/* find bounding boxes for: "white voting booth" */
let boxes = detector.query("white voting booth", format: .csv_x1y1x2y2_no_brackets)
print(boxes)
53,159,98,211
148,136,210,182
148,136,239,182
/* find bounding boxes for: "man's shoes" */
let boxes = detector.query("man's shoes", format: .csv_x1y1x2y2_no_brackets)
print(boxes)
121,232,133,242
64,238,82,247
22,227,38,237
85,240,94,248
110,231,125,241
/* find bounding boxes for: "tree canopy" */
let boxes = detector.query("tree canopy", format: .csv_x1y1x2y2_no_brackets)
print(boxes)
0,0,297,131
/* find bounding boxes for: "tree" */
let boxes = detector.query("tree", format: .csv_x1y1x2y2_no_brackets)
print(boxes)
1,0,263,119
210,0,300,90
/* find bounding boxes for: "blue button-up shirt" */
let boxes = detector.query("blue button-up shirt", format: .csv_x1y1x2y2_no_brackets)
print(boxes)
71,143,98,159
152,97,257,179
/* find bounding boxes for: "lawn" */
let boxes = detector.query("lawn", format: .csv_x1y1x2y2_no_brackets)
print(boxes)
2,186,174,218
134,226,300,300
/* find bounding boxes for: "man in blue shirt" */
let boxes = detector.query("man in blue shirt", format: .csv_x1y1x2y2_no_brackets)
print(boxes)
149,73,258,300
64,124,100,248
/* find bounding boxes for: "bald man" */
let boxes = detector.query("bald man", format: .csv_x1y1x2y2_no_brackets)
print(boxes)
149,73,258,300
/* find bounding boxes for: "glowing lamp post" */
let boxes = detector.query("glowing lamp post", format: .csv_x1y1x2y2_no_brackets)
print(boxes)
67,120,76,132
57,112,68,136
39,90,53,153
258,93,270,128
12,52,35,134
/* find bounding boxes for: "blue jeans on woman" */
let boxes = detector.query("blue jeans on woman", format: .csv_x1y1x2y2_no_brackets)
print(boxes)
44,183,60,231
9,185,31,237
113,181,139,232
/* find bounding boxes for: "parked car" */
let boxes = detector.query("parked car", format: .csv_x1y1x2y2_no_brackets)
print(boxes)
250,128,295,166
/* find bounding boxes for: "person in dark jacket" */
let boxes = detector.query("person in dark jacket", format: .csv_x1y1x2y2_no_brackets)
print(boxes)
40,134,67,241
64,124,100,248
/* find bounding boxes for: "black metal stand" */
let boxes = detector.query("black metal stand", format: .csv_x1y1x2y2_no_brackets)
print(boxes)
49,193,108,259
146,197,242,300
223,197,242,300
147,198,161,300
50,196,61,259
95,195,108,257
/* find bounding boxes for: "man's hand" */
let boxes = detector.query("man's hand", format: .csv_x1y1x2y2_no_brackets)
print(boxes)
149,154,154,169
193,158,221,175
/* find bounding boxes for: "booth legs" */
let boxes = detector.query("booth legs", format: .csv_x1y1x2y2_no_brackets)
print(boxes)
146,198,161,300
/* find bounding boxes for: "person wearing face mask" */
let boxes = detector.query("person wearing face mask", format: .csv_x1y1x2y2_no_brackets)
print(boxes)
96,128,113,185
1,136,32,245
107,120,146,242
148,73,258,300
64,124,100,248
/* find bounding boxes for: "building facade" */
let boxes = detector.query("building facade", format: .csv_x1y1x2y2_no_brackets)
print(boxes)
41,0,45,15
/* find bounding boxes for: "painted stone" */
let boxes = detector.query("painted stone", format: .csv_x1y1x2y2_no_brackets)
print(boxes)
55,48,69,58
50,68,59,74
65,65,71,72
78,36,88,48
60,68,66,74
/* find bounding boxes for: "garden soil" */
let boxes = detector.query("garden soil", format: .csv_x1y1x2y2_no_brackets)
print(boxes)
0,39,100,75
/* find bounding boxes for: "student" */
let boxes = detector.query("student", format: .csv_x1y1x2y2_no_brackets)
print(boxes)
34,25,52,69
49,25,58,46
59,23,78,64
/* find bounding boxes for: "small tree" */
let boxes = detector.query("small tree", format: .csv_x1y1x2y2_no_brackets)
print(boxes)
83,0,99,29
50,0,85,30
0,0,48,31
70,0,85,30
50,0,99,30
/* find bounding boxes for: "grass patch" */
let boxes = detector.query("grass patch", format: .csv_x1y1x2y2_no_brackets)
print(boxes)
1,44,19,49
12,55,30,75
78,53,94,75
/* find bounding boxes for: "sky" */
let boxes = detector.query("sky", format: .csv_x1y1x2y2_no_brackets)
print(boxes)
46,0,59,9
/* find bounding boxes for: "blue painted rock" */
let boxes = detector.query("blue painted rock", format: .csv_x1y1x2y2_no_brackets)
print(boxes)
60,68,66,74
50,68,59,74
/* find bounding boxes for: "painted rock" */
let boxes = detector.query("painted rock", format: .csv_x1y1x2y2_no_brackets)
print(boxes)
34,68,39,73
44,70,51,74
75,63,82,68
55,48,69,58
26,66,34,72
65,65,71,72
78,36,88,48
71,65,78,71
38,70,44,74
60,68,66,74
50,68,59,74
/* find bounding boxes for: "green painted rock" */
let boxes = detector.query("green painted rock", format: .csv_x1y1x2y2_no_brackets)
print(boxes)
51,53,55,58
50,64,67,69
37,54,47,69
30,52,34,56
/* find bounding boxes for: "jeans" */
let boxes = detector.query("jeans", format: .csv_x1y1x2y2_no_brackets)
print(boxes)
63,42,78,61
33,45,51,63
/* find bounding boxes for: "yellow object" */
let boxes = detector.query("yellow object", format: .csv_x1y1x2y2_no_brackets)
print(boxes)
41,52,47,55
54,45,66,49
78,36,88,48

TASK STATEMENT: In the records above, how many lines contain the string "student"? State that number only.

RESPONSE: 2